» What to do
(A) List each fuel product the first two paragraphs of the fuel demand text name.
(B) Quote the fuel demand text word for word, starting with "What I am interested" and going on through "will impact demand.".

» Extracted text
"""
Gasoline sales have been rising on the back of higher passenger vehicle sales, lower gasoline prices, and also a shift in preference from diesel vehicles to gasoline ever since diesel prices were deregulated last year, according to PPAC’s monthly sales review report for July.
Except for kerosene and fuel oil, all other major product categories have shown year-on-year growth in demand. But only gasoline has shown a month-on-month demand growth while all other products, except jet fuel which was stable, declined.
Source: Platts
BobInget on Thu, 24th Sep 2015 8:57 pm
Snatched from the internet machine;
CNBC and the floor traders are a symptom of a disease infecting global markets. The financial markets have lost capacity to focus on long term drivers, this is why they missed the oil glut and this is why they will miss oil shortage. For example, there is a fanatical focus on inventories, but inventories are not forward looking indicators, they are backward looking indicators.
Inventories reflect the impact of capex that was mostly sunk in the ground in the $100 a barrel era, they already reflect hedged production, they already reflect easy financing, they already reflect current demand and current supply.
What I am interested in is the future, and how decisions taken today by the industry will effect supply and how economic developments will impact demand.
"""
» The data
"""
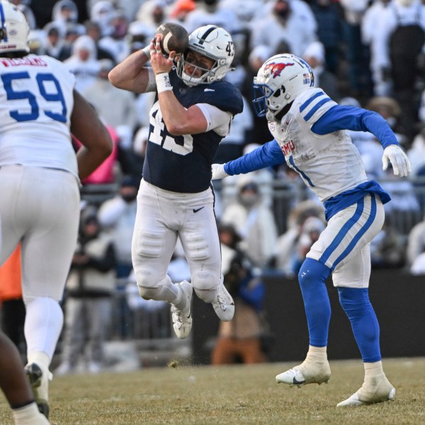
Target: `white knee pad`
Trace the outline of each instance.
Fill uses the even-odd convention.
[[[146,283],[149,285],[146,285]],[[152,280],[137,280],[137,289],[140,296],[145,300],[155,300],[157,301],[166,301],[174,302],[179,295],[177,287],[173,284],[169,276],[154,283]]]
[[[192,277],[193,289],[204,302],[212,302],[217,296],[217,288],[220,283],[221,273],[200,270]]]

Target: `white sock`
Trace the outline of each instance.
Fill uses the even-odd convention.
[[[46,297],[26,300],[26,305],[24,332],[28,360],[33,351],[44,351],[51,359],[62,329],[62,310],[57,301]]]
[[[41,414],[35,402],[27,404],[23,407],[12,409],[15,425],[32,425],[34,419]]]
[[[315,347],[309,346],[308,353],[304,361],[312,363],[327,362],[327,347]]]
[[[28,352],[28,364],[37,363],[42,370],[48,370],[50,366],[50,358],[44,351],[31,351]]]
[[[365,382],[371,380],[376,377],[385,377],[382,361],[363,363],[365,368]]]

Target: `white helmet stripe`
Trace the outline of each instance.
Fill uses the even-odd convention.
[[[216,29],[216,26],[212,26],[208,28],[203,34],[203,35],[200,38],[200,40],[199,41],[199,44],[203,44],[204,41],[207,39],[207,37],[215,30]]]
[[[4,11],[3,10],[3,4],[0,3],[0,19],[1,20],[1,27],[0,28],[0,40],[8,42],[7,37],[7,26],[6,25],[6,19],[4,18]]]

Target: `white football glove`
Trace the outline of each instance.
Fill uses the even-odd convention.
[[[229,174],[225,171],[225,164],[213,164],[211,165],[211,169],[212,170],[212,180],[217,180],[219,178],[224,178]]]
[[[384,149],[382,154],[382,170],[388,167],[388,161],[392,165],[394,174],[400,177],[406,177],[412,171],[410,161],[403,149],[397,144],[390,144]]]

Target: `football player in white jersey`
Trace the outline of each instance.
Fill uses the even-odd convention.
[[[176,67],[176,52],[169,57],[161,53],[160,37],[115,67],[109,79],[120,89],[157,94],[149,113],[132,258],[140,295],[170,302],[174,332],[183,339],[192,326],[193,289],[220,319],[233,317],[233,300],[222,283],[211,165],[243,102],[239,90],[222,80],[234,56],[226,30],[209,25],[193,31]],[[151,67],[145,66],[149,57]],[[166,273],[178,237],[191,283],[174,284]]]
[[[368,296],[370,242],[384,222],[390,196],[368,181],[358,151],[345,130],[370,131],[384,148],[383,169],[406,176],[409,159],[378,113],[341,106],[321,89],[304,60],[278,55],[266,60],[254,80],[254,103],[275,137],[225,164],[212,165],[212,178],[248,173],[285,162],[325,207],[327,227],[307,254],[298,279],[310,336],[307,358],[276,376],[278,382],[301,386],[326,382],[331,376],[327,346],[331,309],[325,280],[331,274],[363,358],[362,387],[338,406],[358,406],[394,398],[382,369],[379,325]]]
[[[63,323],[59,302],[78,233],[79,178],[109,155],[112,142],[66,67],[28,54],[28,33],[22,12],[1,1],[0,264],[21,242],[26,372],[47,416],[49,366]],[[84,145],[76,156],[71,132]]]

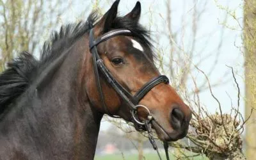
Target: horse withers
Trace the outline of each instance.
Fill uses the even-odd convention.
[[[159,138],[187,132],[191,112],[155,65],[141,5],[62,26],[40,60],[28,52],[0,75],[0,159],[93,159],[104,114],[150,124]],[[145,125],[147,124],[147,125]]]

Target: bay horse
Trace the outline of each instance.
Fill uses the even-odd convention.
[[[117,17],[62,26],[36,60],[23,52],[0,75],[0,159],[93,159],[104,114],[156,130],[187,132],[191,112],[154,63],[141,4]]]

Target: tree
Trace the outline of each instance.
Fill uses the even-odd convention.
[[[0,0],[0,72],[19,52],[35,52],[45,29],[60,23],[62,1]]]
[[[248,159],[256,157],[256,1],[244,1],[244,45],[245,56],[246,117],[251,118],[246,128],[246,155]]]

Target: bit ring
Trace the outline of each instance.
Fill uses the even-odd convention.
[[[145,106],[138,104],[138,105],[136,106],[135,107],[136,107],[135,109],[132,110],[132,115],[133,119],[134,120],[134,121],[137,124],[140,124],[140,125],[145,125],[145,122],[141,122],[140,120],[138,120],[136,118],[137,116],[136,115],[137,109],[138,108],[143,108],[146,109],[146,110],[148,113],[148,120],[151,120],[153,118],[152,116],[151,115],[150,111],[149,111],[148,108],[147,108]]]

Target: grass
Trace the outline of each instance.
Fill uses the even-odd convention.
"""
» Your responses
(A) gasoline, diesel, kerosene, fuel oil, jet fuel

(B)
What I am interested in is the future, and how decisions taken today by the industry will effect supply and how economic developments will impact demand.